**Passage given**

# Bribie Island



## Guest (Aug 22, 2006)

Going up to Bribie this weekend to pick up some parts, thinking of taking the yaks at the same time, never fished there before.

Anyone give me the tip on best launching spot to track down some lizards, catch and release of course.

Cheers


----------



## Shoey (Aug 30, 2005)

Try the boat ramp next to Silver Shores caravan park, about 500 metres before the bridge. Its well located for a paddle in either direction for whatever tide is running. My folks are staying there at the moment and dad rang me to brag about his 86cm flattie he caught today from shore at the mouth of the marina (next door). He also mentioned that a huge school of Longtail Tuna came into the passage very close to shore, some fish looked to be about a metre in length he estimated. Ive got to do a job up there on Friday morning, so I might take the kayak with me and get up there at day break myself.
Good luck.


----------



## Hagar (Aug 4, 2006)

Gday Sel,we are going to Bribie Sat morning ,should be free by Sat arvo .My olds lived in the area a few years ago and we fished quite often in passage and near bridge etc.Turners camp is on left before the marina I think....its agreat spot to launch from ,sandy etc and plenty of parking,well Im going back a few years.there are plenty of options for fishing in the area.
cheers Gary


----------

**Set problem A**
Show each line in the rows that contains the word "wheel".
The Bribie Island thread and the rows are unrelated material.

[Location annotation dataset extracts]
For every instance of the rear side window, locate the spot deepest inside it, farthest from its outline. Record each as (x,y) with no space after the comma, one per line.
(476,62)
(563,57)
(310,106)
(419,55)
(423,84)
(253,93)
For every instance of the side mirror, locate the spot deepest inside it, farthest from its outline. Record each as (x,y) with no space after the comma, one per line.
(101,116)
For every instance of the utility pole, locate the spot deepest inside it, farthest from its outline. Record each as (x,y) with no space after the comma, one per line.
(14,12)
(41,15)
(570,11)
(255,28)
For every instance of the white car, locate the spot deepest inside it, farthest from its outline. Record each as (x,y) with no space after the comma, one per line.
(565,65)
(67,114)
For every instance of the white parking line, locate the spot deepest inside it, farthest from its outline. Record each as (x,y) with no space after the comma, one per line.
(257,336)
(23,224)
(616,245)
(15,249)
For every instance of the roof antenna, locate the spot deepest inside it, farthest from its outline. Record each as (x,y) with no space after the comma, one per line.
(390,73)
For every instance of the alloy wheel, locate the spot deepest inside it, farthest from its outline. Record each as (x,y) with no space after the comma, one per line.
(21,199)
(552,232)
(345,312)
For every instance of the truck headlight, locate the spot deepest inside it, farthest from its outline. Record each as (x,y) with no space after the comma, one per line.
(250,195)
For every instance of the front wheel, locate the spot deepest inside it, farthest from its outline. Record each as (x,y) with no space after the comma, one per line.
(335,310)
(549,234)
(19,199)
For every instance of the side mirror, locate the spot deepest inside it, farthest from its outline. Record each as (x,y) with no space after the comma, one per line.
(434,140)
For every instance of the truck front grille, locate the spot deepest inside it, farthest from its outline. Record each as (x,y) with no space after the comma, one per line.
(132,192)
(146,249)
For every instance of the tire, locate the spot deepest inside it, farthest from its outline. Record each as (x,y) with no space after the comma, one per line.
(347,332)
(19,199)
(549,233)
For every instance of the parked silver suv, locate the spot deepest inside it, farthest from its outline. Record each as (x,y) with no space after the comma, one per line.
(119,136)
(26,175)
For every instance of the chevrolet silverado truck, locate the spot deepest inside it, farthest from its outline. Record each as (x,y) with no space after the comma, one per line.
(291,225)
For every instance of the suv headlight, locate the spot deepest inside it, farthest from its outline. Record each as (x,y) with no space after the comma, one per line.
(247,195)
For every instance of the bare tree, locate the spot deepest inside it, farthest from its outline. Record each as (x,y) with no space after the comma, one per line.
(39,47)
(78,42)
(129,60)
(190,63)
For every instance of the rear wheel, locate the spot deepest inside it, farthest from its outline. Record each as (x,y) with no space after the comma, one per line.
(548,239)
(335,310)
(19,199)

**Set problem B**
Quote the Bribie Island thread from "Going up to" to "release of course.".

**Correct output A**
For every instance of the alloy wheel, locate the spot deepest inside it, farthest from its outline. Record each as (x,y) with no space after the comma, one per line.
For every instance of the front wheel, locate the spot deepest inside it, farthest from its outline. Record each as (x,y) with no space after the comma, one per line.
For every instance of the rear wheel, locate the spot deepest inside it, farthest from its outline. Record each as (x,y) with no space after the comma, one per line.

**Correct output B**
Going up to Bribie this weekend to pick up some parts, thinking of taking the yaks at the same time, never fished there before.

Anyone give me the tip on best launching spot to track down some lizards, catch and release of course.